**Goal of the exercise:**
Which lines below contain the string "rowing"? Find each one and copy it out.

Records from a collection
--------------------------------------------------

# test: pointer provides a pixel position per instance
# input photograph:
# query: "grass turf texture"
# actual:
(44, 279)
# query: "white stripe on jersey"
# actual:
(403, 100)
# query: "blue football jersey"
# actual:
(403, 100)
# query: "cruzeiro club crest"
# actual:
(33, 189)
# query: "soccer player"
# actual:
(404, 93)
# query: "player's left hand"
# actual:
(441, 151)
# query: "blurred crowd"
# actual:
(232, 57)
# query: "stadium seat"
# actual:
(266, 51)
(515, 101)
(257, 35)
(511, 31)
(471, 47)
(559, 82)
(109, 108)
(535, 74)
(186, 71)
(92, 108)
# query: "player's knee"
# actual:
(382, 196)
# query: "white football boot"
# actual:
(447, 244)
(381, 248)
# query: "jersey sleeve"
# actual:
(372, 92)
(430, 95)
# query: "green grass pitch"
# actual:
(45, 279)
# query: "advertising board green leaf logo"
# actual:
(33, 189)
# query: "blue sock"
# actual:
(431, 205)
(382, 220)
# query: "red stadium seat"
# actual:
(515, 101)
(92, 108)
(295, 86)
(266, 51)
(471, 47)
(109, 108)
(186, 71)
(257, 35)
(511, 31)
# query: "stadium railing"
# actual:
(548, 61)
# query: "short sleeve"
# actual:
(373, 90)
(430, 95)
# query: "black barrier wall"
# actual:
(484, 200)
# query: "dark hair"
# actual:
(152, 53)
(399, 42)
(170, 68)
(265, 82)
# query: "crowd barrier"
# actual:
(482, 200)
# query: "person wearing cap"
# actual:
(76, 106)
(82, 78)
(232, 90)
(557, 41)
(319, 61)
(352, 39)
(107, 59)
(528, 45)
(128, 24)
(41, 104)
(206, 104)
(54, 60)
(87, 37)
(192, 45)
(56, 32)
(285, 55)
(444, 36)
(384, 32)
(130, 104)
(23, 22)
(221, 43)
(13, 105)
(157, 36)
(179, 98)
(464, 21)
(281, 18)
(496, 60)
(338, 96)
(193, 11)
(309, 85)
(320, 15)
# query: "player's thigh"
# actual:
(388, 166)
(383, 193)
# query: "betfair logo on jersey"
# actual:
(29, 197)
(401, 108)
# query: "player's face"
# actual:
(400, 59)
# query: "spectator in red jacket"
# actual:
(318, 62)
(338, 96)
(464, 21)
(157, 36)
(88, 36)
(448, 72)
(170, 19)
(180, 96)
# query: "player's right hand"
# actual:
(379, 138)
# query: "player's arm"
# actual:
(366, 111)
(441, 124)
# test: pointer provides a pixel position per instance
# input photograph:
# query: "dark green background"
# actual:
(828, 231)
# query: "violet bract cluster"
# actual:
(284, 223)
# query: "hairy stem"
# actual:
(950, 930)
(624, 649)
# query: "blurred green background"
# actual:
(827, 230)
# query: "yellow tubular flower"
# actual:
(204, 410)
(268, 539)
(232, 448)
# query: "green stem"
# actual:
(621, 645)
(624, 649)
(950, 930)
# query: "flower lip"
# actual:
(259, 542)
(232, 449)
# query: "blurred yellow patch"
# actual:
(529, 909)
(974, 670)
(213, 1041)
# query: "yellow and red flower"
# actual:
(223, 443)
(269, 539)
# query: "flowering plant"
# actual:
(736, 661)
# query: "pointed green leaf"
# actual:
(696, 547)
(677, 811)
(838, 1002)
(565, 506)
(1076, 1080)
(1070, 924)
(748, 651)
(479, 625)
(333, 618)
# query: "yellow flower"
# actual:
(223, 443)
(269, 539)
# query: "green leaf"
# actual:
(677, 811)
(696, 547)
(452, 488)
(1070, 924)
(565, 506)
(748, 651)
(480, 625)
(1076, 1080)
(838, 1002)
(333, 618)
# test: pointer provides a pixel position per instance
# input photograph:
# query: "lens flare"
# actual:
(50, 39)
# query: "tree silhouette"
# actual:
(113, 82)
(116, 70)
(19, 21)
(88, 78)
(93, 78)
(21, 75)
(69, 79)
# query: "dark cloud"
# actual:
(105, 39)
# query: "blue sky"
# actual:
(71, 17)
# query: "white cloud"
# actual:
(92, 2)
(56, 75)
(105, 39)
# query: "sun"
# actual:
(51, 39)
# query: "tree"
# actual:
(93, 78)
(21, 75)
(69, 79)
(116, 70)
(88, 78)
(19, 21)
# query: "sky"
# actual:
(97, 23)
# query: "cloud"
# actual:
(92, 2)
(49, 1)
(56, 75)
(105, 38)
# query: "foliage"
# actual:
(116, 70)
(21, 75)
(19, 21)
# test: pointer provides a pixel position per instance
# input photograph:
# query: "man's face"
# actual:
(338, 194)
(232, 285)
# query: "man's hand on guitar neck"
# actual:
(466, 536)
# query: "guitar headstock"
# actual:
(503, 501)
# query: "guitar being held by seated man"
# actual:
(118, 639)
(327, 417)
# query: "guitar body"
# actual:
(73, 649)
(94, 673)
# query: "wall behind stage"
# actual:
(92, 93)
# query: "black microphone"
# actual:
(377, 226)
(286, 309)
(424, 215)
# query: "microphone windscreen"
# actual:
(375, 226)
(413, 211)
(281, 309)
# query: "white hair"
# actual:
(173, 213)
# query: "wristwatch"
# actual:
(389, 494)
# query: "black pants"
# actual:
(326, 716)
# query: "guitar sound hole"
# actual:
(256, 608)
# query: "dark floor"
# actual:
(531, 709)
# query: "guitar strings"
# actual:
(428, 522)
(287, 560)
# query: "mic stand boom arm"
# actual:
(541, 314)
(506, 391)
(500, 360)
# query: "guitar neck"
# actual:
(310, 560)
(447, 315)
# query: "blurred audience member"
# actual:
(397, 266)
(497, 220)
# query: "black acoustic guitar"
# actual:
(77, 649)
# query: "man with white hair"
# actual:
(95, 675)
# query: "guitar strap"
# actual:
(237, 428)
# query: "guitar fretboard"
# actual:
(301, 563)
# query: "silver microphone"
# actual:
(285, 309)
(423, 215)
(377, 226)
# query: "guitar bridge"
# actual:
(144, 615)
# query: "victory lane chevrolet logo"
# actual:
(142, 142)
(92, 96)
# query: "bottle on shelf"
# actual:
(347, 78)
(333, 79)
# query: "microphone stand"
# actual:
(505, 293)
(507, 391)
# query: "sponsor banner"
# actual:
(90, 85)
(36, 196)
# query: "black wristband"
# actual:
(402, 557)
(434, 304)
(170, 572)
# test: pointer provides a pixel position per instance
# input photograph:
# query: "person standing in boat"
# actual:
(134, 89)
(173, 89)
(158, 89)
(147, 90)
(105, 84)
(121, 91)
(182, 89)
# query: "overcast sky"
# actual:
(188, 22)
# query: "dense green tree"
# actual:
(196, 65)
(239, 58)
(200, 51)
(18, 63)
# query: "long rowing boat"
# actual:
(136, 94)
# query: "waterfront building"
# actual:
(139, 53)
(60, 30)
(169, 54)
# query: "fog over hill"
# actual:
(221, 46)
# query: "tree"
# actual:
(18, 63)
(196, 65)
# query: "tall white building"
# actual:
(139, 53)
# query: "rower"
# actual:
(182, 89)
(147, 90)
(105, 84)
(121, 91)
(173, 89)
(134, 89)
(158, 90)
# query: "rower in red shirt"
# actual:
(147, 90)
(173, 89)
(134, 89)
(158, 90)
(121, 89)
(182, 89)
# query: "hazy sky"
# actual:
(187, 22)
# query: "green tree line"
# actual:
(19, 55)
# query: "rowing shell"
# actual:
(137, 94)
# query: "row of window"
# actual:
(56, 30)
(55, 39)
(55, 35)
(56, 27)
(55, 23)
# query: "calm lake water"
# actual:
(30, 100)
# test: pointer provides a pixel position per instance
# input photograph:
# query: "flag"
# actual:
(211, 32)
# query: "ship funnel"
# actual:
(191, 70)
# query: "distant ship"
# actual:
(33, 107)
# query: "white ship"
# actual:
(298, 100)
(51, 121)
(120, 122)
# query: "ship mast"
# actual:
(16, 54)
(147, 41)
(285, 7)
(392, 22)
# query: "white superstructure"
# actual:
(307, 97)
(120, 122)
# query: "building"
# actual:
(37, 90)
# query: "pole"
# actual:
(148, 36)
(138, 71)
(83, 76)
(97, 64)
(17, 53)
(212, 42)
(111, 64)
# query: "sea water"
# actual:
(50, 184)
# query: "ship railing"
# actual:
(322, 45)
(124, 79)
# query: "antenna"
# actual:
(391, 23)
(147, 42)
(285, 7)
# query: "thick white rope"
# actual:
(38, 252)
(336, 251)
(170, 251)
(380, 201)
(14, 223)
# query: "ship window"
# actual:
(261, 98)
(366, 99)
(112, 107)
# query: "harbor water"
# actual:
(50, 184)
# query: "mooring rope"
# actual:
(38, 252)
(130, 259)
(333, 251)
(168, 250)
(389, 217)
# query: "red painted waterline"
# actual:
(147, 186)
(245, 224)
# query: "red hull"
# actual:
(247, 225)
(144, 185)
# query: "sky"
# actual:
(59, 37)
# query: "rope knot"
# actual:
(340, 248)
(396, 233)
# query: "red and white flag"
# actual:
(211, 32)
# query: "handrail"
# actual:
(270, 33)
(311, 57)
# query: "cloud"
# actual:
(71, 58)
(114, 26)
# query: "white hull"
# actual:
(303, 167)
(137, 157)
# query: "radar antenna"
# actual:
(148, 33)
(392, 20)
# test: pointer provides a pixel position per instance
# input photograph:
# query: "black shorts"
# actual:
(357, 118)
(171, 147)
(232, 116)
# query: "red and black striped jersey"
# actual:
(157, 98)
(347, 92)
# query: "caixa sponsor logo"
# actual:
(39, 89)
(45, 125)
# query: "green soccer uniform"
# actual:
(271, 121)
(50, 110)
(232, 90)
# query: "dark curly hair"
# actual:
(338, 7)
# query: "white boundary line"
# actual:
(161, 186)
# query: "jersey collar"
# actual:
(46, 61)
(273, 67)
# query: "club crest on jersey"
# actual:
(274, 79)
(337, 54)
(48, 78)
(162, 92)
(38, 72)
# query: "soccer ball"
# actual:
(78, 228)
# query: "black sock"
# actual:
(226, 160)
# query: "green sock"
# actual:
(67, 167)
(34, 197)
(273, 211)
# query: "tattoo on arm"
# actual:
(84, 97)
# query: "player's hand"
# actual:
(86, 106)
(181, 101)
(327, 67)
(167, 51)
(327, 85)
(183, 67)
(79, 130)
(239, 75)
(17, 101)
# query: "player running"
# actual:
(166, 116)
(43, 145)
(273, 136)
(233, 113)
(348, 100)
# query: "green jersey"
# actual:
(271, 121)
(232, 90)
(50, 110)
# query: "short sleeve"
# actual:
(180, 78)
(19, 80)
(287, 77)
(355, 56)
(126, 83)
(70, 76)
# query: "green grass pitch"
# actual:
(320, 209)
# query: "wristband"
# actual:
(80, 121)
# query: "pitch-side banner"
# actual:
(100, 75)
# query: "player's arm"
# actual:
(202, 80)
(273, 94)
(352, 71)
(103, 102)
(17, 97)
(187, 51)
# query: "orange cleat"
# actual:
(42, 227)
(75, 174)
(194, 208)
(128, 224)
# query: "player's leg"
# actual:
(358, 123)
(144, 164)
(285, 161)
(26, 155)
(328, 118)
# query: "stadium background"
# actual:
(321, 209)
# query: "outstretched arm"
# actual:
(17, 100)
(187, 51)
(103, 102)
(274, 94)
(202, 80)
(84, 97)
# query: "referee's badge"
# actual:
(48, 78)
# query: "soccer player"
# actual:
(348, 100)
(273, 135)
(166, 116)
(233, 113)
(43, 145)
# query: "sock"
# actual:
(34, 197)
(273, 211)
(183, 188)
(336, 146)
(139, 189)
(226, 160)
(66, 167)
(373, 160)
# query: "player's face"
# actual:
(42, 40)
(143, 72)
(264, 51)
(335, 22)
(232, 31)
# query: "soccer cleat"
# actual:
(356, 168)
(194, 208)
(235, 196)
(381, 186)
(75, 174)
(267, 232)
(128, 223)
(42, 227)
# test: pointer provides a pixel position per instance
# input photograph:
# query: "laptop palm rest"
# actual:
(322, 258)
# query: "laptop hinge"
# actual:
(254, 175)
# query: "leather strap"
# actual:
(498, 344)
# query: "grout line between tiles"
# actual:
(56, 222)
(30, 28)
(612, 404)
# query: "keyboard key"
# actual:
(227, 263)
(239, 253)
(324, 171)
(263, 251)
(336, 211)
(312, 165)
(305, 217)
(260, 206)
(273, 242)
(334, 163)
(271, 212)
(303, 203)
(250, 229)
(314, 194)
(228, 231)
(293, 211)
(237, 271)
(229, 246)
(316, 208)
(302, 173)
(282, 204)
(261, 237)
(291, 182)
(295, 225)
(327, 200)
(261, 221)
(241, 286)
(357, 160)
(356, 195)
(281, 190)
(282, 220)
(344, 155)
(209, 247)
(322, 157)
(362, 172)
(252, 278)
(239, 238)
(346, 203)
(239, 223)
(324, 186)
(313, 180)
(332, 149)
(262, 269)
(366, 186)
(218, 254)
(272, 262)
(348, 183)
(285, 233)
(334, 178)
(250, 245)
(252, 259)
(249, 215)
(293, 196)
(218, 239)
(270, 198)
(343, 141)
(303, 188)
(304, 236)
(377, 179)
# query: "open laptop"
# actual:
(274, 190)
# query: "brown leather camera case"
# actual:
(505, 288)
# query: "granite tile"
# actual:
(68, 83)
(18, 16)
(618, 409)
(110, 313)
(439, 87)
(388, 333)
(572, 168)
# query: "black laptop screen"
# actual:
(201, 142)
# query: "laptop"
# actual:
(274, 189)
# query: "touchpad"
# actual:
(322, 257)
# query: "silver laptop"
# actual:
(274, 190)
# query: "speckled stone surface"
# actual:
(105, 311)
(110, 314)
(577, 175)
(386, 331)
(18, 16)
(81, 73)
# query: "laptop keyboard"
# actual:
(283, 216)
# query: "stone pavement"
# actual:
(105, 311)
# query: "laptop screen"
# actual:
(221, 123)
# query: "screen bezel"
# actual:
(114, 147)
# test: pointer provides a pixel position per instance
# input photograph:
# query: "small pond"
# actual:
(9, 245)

--------------------------------------------------

**Solution to the problem:**
# query: "long rowing boat"
# query: "rowing shell"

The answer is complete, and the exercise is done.